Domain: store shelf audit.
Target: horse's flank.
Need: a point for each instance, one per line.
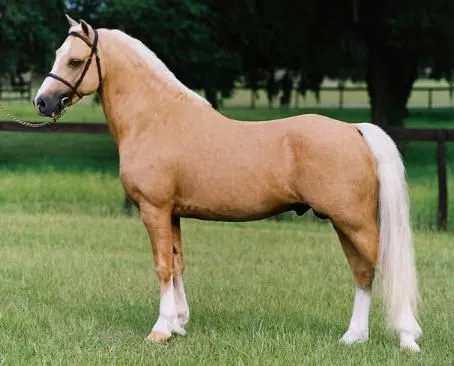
(176, 149)
(181, 158)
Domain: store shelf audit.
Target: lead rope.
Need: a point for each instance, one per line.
(30, 124)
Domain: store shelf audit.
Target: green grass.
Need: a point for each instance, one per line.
(79, 173)
(80, 289)
(78, 286)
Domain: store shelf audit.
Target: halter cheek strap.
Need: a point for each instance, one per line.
(94, 52)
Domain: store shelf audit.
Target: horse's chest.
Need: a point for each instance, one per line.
(145, 179)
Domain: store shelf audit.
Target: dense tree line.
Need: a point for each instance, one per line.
(212, 44)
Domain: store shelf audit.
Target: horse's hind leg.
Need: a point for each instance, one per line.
(360, 248)
(159, 226)
(178, 264)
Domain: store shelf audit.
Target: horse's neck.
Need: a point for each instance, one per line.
(133, 98)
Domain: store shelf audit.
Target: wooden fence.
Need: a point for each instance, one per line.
(342, 94)
(441, 136)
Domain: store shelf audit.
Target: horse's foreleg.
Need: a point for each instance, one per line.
(178, 263)
(363, 267)
(159, 226)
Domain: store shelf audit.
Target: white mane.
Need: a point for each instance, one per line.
(156, 64)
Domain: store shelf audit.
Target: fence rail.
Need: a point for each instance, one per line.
(328, 97)
(441, 136)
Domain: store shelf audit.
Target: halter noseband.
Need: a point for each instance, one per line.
(94, 51)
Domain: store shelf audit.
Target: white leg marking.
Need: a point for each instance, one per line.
(181, 302)
(358, 330)
(167, 322)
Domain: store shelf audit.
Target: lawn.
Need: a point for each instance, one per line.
(78, 285)
(80, 289)
(79, 173)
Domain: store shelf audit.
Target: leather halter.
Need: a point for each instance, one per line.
(94, 52)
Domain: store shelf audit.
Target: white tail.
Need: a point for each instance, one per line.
(396, 261)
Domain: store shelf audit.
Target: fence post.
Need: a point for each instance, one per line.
(442, 185)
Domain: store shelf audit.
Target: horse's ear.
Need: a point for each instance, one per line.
(71, 21)
(87, 29)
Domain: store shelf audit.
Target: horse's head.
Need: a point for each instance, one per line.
(76, 71)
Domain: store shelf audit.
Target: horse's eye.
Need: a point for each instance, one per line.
(74, 62)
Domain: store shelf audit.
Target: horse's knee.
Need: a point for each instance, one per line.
(164, 272)
(364, 277)
(178, 264)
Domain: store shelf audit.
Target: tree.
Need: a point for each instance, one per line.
(401, 38)
(182, 33)
(29, 34)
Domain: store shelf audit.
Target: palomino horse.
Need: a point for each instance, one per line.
(180, 158)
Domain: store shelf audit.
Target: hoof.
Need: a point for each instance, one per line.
(157, 337)
(183, 319)
(352, 337)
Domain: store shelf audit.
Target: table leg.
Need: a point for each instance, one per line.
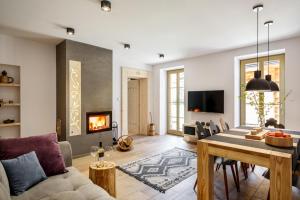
(280, 178)
(205, 173)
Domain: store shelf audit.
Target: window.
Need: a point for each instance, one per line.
(175, 101)
(249, 114)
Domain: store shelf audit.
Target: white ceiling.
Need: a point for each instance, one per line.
(177, 28)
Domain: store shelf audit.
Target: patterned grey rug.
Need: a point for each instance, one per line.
(163, 171)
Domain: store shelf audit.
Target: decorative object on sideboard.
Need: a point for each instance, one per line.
(6, 79)
(279, 139)
(151, 131)
(274, 87)
(115, 133)
(8, 121)
(257, 83)
(125, 143)
(106, 5)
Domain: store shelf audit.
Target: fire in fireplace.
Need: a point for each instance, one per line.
(98, 121)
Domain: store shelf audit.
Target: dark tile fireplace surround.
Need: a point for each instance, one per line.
(96, 94)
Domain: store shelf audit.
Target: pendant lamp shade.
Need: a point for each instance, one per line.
(257, 83)
(274, 87)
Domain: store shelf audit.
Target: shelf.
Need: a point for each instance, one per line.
(9, 85)
(10, 124)
(10, 105)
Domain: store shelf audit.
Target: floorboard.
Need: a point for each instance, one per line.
(128, 188)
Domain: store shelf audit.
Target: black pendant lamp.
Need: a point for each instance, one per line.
(274, 87)
(257, 83)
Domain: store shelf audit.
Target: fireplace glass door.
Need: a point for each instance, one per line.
(98, 122)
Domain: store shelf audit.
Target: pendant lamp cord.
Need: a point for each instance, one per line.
(268, 48)
(257, 10)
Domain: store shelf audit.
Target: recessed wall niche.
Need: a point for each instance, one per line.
(75, 97)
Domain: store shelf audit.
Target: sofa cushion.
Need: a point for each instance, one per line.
(45, 146)
(69, 186)
(3, 178)
(4, 195)
(23, 172)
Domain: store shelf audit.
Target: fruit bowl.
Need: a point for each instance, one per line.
(279, 139)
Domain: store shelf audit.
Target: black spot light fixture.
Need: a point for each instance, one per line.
(257, 83)
(106, 5)
(274, 87)
(70, 31)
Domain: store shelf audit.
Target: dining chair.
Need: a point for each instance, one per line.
(224, 125)
(295, 174)
(202, 133)
(213, 128)
(295, 178)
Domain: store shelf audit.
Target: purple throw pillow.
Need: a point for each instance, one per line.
(45, 146)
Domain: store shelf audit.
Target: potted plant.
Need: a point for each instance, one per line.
(256, 100)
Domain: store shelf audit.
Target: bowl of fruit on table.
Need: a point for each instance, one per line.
(279, 139)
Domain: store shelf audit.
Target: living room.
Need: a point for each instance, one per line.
(126, 100)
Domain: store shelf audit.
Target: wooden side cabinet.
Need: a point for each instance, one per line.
(103, 174)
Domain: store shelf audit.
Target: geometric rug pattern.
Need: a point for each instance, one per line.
(163, 171)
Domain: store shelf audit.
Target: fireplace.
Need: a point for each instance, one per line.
(98, 121)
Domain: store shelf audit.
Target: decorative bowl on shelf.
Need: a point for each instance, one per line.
(279, 139)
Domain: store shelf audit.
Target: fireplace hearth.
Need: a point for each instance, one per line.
(98, 122)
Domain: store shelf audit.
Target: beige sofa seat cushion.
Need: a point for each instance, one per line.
(69, 186)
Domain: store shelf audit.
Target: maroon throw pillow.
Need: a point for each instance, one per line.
(45, 146)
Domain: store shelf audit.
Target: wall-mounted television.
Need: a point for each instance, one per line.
(206, 101)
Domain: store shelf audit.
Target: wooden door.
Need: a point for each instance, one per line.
(133, 107)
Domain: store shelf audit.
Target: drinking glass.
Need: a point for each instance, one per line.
(108, 150)
(94, 152)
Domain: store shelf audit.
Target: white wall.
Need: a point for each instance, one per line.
(38, 82)
(217, 71)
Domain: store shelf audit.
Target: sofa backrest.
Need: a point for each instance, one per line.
(4, 185)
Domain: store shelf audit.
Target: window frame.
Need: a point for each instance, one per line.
(261, 60)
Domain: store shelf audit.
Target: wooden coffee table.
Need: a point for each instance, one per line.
(103, 174)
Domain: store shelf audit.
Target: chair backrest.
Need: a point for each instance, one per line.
(224, 125)
(213, 128)
(201, 131)
(227, 126)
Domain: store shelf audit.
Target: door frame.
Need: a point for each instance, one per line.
(144, 78)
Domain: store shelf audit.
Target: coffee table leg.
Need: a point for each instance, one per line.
(280, 178)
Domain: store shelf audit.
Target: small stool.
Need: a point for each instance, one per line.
(103, 174)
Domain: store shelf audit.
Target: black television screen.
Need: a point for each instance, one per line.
(206, 101)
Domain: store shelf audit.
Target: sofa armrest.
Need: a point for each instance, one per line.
(66, 151)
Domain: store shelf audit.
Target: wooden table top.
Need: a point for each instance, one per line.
(237, 138)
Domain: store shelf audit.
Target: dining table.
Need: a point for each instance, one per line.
(232, 144)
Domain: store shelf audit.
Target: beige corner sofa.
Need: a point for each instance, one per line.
(69, 186)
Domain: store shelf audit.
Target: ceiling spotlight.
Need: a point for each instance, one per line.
(70, 31)
(126, 46)
(106, 5)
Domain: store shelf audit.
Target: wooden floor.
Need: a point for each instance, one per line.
(128, 188)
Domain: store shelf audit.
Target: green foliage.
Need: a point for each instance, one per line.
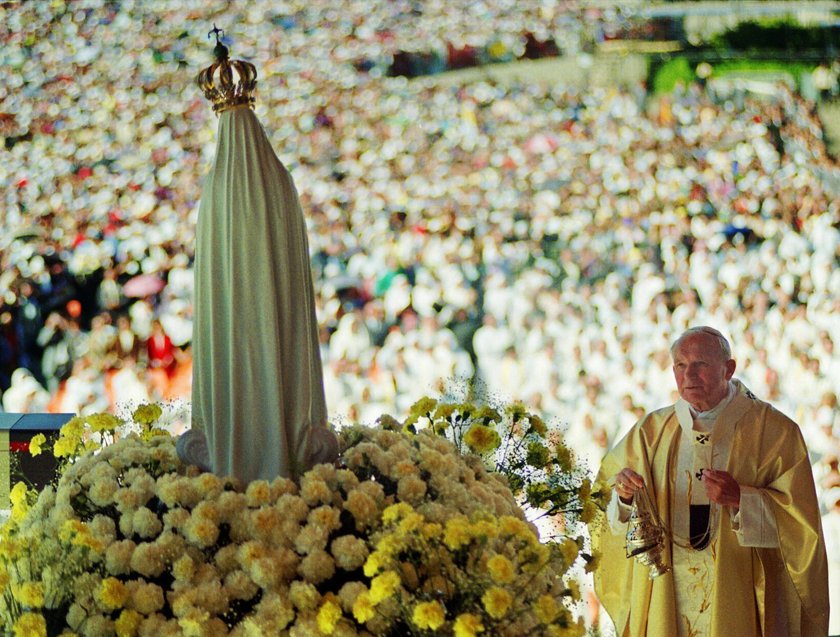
(772, 35)
(540, 468)
(673, 72)
(680, 70)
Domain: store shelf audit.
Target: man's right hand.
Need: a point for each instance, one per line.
(627, 482)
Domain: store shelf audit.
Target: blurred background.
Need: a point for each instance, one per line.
(537, 195)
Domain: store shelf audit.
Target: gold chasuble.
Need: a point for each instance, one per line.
(747, 590)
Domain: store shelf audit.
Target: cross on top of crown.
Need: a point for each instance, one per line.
(216, 31)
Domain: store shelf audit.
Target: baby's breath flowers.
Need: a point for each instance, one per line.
(414, 532)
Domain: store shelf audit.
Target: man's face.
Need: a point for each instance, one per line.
(701, 372)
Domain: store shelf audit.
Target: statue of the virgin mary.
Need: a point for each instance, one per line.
(258, 407)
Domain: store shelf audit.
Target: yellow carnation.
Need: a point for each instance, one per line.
(73, 428)
(482, 439)
(128, 623)
(396, 512)
(497, 602)
(363, 609)
(501, 569)
(30, 625)
(103, 422)
(468, 625)
(374, 563)
(113, 593)
(18, 496)
(35, 444)
(328, 616)
(428, 615)
(383, 586)
(65, 446)
(30, 594)
(457, 533)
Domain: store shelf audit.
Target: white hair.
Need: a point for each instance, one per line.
(725, 349)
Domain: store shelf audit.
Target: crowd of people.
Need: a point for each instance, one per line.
(545, 240)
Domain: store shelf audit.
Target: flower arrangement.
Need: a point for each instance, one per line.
(405, 536)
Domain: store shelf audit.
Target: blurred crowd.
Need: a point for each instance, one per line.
(544, 240)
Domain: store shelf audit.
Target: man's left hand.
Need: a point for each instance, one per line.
(721, 488)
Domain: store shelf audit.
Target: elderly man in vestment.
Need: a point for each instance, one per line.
(730, 480)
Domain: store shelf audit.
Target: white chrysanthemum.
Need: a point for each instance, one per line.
(317, 567)
(118, 557)
(349, 551)
(148, 559)
(144, 597)
(146, 524)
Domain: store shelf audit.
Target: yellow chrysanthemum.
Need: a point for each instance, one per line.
(113, 593)
(128, 623)
(457, 534)
(468, 625)
(510, 525)
(35, 444)
(432, 530)
(363, 609)
(482, 439)
(546, 609)
(30, 594)
(18, 496)
(484, 529)
(570, 550)
(328, 616)
(103, 422)
(428, 615)
(383, 586)
(501, 569)
(73, 428)
(374, 563)
(66, 446)
(30, 625)
(497, 602)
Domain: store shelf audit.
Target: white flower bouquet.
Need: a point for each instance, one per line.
(406, 536)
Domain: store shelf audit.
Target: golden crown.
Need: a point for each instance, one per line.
(227, 83)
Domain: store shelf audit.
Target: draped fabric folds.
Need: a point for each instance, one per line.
(258, 391)
(754, 591)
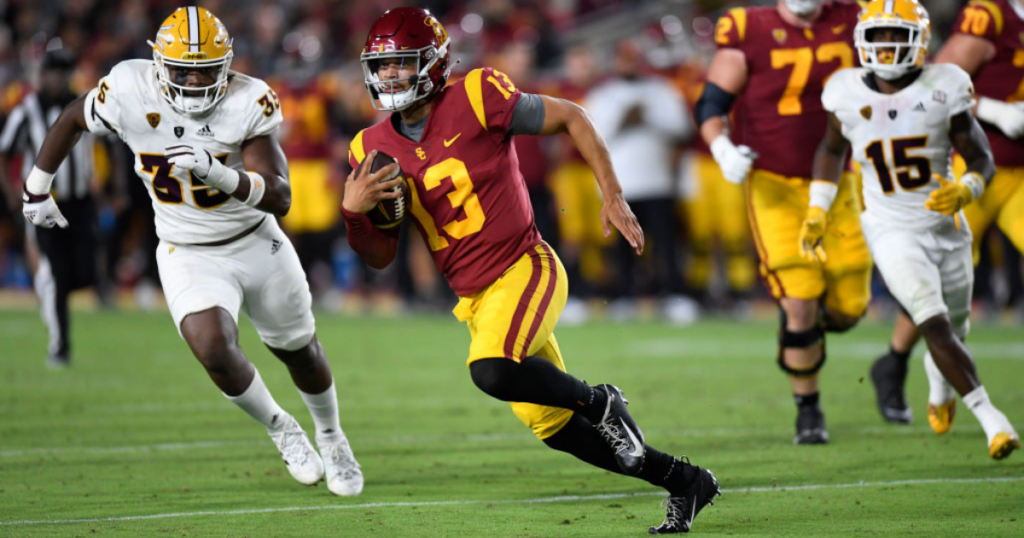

[ACTION ITEM] Copy word for word each line of the data above, from the first through the one containing "Target: horse's hind leg.", and include no pictures.

[FINISHED EXERCISE]
Domain: store shelf audit.
Target: horse's flank.
Need: a point for each instance, one per line.
(176, 149)
(181, 158)
Domain: store shelf audit.
Target: lead rope.
Need: a point for each instance, one per line.
(30, 124)
Domain: store shelf audit.
Target: green grass.
Need: a point for each instance, one per line.
(79, 173)
(80, 289)
(78, 286)
Domain: store shelf audit.
Target: halter cheek strap.
Need: a point for each instance, one per line.
(94, 52)
Domain: store shelf audit.
Target: horse's chest.
Need: a point for each instance, one per line.
(145, 179)
Domain: store shelf audit.
Target: dense tree line.
Need: a point for each instance, one per line.
(212, 44)
Domain: store shelf audit.
Target: horse's hind leg.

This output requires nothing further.